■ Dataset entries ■
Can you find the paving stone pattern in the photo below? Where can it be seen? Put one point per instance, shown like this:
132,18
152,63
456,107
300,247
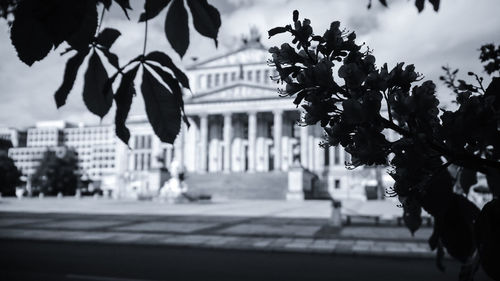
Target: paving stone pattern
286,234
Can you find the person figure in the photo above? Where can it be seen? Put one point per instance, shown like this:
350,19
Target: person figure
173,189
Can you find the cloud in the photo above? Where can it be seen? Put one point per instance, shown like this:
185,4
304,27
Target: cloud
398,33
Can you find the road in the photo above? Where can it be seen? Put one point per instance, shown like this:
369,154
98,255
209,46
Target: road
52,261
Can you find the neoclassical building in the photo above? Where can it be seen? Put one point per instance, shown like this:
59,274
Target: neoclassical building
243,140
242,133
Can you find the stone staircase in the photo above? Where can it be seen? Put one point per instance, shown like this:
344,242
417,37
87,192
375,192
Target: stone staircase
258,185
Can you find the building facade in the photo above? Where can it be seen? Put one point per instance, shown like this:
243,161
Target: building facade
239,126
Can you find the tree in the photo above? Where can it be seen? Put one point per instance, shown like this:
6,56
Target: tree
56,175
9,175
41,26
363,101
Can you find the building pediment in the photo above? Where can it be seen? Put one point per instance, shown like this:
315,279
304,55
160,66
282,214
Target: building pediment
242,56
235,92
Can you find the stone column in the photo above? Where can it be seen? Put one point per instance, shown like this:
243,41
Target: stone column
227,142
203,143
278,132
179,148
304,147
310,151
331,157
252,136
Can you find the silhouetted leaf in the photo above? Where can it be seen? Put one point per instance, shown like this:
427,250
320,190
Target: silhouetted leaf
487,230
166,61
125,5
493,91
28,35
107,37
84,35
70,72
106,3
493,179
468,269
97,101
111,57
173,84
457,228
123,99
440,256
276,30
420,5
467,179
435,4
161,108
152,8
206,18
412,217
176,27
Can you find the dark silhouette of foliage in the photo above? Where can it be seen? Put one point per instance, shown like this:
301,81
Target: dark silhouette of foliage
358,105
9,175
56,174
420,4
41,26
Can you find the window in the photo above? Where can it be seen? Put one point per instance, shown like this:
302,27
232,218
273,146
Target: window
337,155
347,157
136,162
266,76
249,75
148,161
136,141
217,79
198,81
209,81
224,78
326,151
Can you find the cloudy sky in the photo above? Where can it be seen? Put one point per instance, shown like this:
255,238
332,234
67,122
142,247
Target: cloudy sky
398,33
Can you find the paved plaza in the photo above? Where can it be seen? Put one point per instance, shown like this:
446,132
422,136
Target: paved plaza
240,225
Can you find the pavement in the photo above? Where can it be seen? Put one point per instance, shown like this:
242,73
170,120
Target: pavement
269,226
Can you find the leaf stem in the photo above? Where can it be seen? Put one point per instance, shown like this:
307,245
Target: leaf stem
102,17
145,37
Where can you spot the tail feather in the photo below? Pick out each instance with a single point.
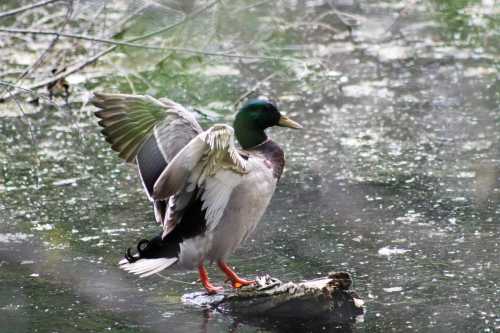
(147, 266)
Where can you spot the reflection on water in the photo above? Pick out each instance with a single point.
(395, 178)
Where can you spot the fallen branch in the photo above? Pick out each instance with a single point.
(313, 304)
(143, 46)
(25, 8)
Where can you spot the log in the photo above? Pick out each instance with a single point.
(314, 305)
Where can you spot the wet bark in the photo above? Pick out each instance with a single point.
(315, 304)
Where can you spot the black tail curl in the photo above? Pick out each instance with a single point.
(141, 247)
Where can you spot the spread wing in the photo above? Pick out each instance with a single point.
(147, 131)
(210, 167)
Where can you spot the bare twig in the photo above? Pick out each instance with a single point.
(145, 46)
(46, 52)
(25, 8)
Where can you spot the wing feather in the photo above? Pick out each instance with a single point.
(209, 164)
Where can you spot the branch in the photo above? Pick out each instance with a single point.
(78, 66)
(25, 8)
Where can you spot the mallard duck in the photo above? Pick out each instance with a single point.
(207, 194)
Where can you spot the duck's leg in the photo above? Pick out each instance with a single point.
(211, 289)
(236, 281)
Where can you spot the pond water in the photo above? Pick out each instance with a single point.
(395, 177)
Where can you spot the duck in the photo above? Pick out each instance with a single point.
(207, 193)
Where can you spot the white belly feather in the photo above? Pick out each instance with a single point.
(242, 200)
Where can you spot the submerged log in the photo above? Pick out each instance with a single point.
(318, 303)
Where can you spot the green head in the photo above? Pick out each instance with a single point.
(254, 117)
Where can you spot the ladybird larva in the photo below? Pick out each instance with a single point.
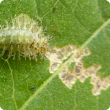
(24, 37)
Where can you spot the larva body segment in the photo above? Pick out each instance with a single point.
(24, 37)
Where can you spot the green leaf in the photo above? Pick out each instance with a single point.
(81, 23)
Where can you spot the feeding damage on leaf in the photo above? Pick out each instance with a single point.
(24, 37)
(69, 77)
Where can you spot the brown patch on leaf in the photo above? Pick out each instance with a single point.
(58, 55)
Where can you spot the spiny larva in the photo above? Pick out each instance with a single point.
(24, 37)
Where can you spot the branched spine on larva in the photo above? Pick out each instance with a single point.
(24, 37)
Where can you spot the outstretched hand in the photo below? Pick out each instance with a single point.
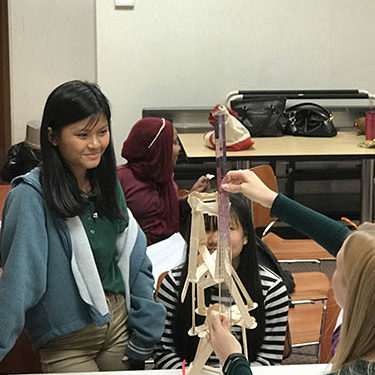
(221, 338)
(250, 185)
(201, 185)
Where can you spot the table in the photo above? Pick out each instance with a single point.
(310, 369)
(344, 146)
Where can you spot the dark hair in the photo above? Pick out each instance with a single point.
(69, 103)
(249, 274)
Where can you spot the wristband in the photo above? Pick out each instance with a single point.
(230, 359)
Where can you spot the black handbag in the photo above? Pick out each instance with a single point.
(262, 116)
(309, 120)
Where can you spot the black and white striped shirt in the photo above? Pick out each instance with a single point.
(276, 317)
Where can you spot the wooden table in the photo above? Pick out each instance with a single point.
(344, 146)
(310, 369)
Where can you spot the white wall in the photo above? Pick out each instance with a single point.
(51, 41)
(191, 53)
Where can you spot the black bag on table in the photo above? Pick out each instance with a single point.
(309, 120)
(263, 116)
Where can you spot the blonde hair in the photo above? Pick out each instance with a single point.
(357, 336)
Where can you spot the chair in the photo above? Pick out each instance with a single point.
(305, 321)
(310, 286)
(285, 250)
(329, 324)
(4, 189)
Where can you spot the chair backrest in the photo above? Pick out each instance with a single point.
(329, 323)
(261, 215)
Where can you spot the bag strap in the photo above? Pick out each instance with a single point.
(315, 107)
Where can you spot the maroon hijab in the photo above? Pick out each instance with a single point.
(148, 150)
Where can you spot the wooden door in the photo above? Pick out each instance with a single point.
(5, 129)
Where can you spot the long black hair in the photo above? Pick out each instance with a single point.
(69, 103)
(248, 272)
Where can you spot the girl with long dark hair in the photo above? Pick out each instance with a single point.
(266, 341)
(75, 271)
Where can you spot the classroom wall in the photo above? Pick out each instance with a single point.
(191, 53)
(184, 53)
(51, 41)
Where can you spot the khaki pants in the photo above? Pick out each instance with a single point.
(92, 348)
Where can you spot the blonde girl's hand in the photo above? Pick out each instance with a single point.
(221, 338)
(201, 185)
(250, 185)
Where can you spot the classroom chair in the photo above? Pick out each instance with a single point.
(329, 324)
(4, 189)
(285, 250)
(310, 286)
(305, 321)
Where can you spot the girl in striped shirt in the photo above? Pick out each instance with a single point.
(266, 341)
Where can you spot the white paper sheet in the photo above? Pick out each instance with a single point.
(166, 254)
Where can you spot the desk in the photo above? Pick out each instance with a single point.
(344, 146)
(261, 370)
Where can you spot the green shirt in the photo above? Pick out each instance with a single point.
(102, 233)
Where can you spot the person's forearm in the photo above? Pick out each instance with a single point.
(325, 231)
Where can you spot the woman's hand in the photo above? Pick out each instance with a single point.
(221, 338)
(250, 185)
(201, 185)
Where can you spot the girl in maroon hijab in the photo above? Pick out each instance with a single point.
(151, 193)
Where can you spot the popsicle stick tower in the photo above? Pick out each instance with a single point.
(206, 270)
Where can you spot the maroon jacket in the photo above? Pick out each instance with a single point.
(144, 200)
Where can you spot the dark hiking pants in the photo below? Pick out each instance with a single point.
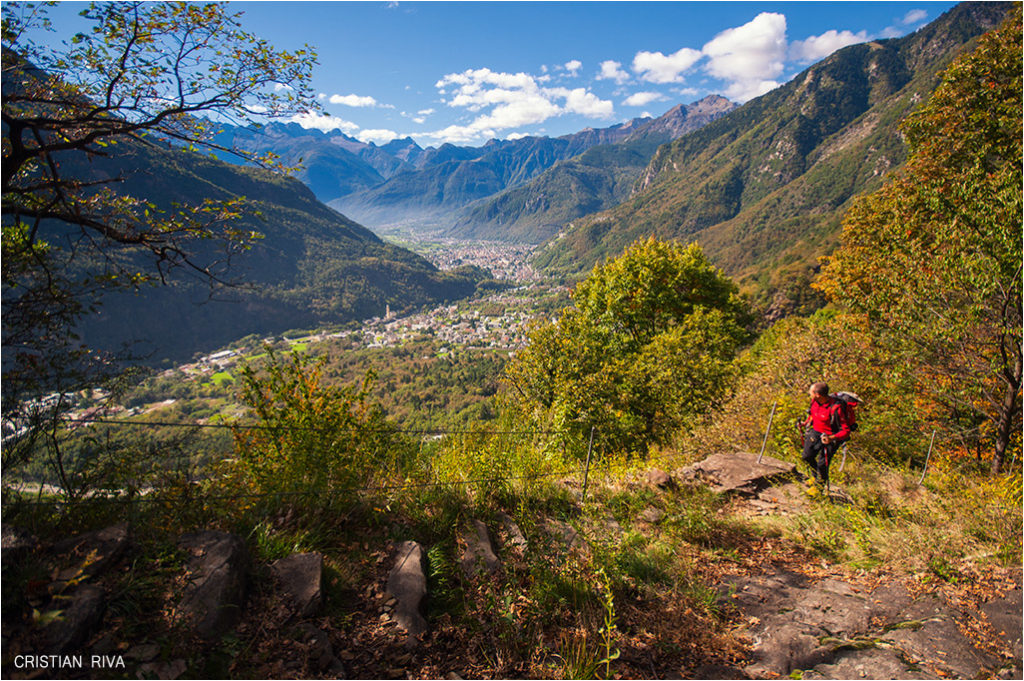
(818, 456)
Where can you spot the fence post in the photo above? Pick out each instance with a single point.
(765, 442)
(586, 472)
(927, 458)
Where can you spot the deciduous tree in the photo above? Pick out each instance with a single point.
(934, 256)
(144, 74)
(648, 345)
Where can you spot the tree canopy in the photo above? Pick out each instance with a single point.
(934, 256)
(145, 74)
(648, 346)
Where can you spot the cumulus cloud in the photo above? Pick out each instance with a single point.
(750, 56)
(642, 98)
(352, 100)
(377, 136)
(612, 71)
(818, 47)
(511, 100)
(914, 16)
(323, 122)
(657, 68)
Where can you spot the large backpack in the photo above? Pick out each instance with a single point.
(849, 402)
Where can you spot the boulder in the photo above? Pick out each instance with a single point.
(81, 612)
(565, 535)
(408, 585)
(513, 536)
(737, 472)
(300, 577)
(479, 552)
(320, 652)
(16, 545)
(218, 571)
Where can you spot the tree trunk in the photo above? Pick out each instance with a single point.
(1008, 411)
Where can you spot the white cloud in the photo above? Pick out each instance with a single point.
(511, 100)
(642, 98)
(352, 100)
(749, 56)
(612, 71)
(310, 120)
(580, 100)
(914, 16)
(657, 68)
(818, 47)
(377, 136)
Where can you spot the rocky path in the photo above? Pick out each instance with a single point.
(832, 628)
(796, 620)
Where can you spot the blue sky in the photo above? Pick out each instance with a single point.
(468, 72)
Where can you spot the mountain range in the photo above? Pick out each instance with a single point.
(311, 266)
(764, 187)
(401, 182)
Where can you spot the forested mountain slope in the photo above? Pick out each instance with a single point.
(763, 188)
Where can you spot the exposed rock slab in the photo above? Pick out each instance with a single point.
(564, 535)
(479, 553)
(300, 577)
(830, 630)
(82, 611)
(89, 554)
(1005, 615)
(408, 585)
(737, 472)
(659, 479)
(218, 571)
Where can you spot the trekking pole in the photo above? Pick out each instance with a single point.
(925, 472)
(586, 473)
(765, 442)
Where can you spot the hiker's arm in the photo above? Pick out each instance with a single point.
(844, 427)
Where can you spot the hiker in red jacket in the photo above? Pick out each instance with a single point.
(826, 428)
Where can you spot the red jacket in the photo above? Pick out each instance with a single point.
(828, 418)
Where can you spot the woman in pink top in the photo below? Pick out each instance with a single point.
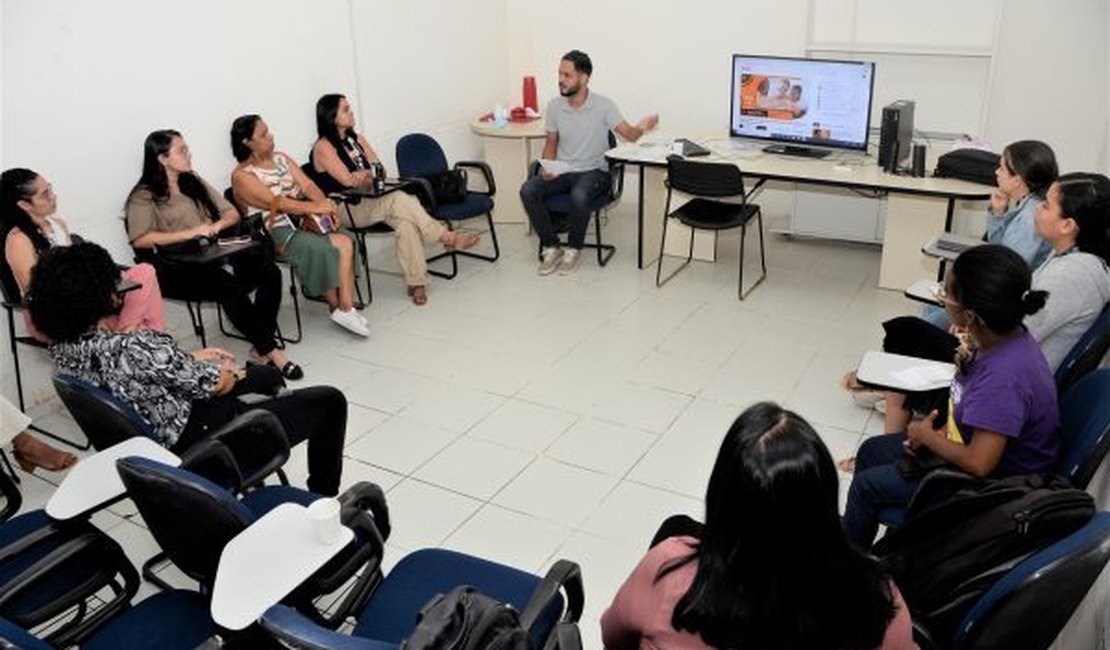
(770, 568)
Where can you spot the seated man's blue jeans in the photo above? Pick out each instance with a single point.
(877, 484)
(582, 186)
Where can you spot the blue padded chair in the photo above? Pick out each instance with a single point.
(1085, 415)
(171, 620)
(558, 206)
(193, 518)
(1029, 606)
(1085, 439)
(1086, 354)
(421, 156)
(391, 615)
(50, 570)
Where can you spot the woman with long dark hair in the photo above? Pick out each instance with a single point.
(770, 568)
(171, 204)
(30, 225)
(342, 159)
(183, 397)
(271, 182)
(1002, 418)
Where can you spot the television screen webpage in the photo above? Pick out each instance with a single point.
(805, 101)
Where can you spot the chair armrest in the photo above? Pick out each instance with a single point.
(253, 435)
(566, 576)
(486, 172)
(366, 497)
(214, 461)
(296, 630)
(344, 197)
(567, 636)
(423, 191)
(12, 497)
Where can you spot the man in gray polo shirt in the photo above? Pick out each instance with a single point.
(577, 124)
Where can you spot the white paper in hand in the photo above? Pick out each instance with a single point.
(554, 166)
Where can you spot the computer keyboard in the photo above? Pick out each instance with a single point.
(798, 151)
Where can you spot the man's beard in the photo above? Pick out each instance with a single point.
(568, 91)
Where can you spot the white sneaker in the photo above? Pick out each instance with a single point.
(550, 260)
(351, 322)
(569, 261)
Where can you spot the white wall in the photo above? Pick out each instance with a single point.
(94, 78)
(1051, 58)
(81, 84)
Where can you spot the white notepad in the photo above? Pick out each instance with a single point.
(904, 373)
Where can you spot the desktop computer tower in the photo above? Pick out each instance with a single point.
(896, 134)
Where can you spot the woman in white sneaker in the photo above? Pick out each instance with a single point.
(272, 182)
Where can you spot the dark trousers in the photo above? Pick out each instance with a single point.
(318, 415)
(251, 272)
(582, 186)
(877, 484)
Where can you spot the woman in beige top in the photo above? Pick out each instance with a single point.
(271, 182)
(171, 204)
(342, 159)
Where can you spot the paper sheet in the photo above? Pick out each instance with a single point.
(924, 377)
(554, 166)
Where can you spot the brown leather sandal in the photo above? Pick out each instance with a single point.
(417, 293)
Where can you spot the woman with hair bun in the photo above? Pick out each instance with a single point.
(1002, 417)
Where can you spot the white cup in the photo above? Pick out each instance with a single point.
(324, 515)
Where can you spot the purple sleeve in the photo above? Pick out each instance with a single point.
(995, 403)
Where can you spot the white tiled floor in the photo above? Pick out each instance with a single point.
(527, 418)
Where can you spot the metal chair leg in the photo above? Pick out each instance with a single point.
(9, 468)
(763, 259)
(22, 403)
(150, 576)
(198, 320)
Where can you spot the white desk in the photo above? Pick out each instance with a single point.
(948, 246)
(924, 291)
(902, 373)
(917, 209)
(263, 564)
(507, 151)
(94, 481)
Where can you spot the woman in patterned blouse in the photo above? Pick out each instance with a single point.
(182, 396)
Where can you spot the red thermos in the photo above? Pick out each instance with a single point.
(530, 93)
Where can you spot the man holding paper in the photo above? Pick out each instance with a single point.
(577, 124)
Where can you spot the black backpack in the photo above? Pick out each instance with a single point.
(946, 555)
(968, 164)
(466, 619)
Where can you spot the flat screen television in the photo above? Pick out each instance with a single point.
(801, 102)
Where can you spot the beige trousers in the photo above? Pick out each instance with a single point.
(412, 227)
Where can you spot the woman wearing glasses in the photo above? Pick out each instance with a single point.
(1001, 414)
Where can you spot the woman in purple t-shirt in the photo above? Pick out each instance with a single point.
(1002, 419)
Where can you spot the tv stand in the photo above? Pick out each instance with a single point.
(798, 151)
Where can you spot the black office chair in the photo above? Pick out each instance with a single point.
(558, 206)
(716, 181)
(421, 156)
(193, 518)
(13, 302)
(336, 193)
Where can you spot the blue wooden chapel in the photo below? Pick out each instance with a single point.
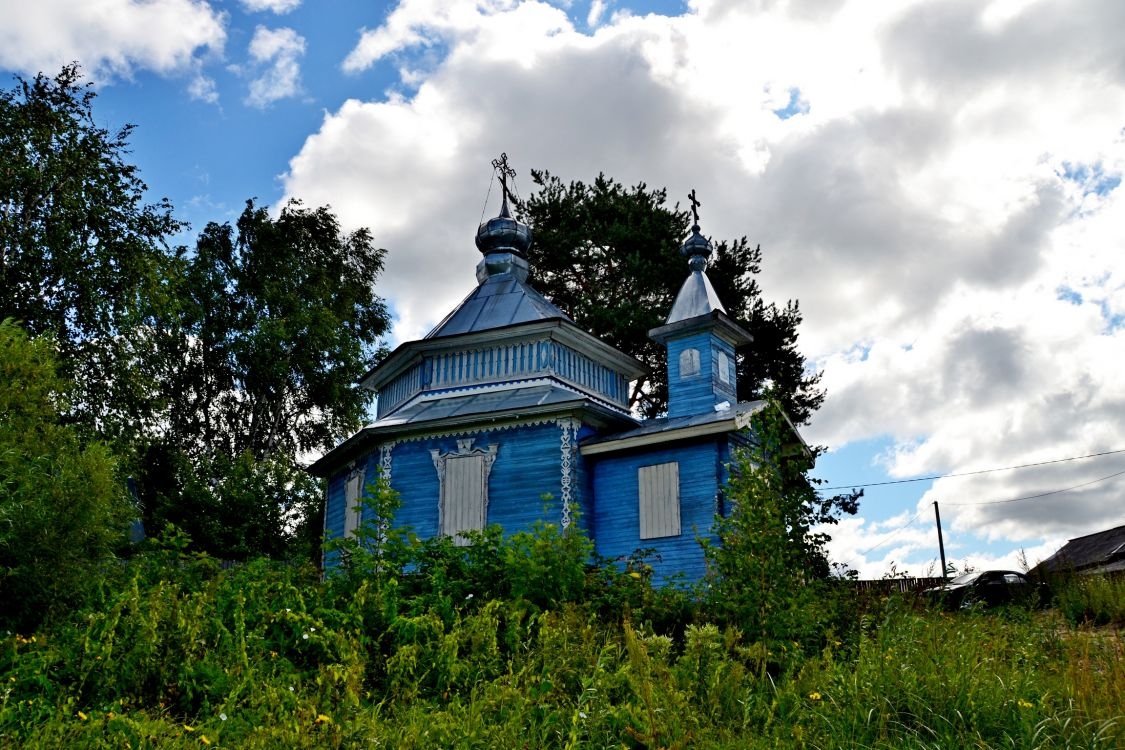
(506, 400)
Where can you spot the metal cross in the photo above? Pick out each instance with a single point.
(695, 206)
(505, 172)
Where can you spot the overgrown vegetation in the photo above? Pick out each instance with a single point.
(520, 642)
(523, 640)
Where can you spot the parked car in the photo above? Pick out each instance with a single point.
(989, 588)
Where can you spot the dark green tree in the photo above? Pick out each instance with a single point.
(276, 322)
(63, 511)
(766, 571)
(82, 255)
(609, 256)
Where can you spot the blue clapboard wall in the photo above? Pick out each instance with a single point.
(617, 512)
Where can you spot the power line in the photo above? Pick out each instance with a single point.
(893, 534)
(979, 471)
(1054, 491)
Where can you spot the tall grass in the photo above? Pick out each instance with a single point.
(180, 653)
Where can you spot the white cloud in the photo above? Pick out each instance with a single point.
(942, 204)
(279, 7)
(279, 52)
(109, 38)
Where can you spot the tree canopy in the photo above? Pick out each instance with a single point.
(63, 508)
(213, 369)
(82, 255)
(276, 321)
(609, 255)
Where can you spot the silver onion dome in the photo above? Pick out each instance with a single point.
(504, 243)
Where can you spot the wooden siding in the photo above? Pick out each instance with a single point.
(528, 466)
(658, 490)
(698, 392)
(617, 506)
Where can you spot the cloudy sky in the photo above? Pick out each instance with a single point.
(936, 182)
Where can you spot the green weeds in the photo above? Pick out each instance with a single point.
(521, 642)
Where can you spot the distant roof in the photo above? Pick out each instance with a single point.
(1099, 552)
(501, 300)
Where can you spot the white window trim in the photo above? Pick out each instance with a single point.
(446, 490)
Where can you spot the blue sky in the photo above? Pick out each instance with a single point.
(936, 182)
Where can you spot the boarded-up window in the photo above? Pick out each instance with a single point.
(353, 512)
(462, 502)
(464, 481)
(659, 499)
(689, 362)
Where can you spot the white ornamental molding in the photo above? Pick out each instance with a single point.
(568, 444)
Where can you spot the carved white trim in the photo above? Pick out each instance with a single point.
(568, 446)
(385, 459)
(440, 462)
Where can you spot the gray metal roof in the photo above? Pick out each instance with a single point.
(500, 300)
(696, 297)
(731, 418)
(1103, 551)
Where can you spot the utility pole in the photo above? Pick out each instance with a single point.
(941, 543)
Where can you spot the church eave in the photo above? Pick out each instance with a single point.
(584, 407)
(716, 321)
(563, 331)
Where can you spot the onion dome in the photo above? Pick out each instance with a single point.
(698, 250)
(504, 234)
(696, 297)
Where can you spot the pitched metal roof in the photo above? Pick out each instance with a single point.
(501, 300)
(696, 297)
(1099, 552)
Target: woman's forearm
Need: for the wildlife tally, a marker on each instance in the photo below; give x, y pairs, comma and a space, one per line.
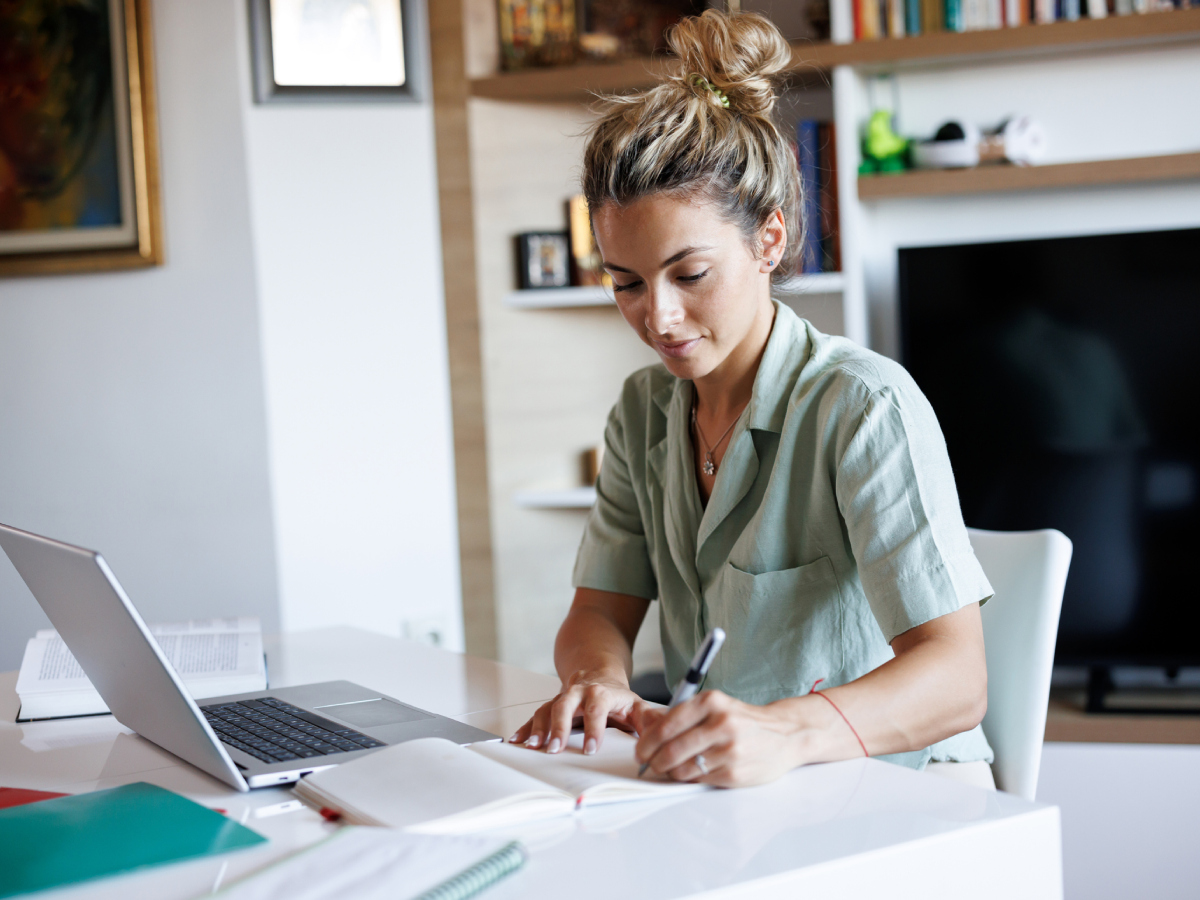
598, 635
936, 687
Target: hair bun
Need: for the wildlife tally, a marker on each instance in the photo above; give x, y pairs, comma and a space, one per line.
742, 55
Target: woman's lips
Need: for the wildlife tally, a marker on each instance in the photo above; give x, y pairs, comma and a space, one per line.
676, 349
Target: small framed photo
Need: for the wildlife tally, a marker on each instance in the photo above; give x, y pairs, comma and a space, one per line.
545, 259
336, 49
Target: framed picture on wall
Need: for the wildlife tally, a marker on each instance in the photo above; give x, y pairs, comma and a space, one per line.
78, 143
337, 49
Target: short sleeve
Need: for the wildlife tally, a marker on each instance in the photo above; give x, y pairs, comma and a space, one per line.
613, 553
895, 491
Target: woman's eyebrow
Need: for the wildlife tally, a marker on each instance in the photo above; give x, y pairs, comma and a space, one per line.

■ TASK STATEMENT ■
From the records above, output only the lines starting at the one containing "Where can you spot the pitched" and ending at the one containing "Target: short sleeve", word for word. Pictures stay out.

■ RESPONSE TO THE TASK ■
Where can you spot the pitched metal roof in the photo above? Pick out each instance with a single point.
(501, 300)
(696, 297)
(1099, 552)
Target: woman's forearm
Need: for the wildlife tally, a marker on each instance in the photo below; give x, y pairs, comma and a space, one per line.
598, 635
936, 687
Target: hair bun
Need: for the wildlife tally, a marker on each instance in the photo above; give x, y pairs, comma and a space, one per line.
742, 55
Target: woman's lips
Need: for the wildlife tally, a marker on each instance in the photo above; give x, y pairs, comma and a space, one per line.
676, 349
Target: small framed photo
Need: for the wildlife tally, a marker on each instance in the photo above; give x, y pairs, comma and a space, one per line.
545, 259
336, 49
Target: framed picture on wall
Need: for the wildlife tally, a marker on each instance in the photo above; give x, y pairs, comma and a space, one per line.
78, 143
337, 49
Target: short sleeve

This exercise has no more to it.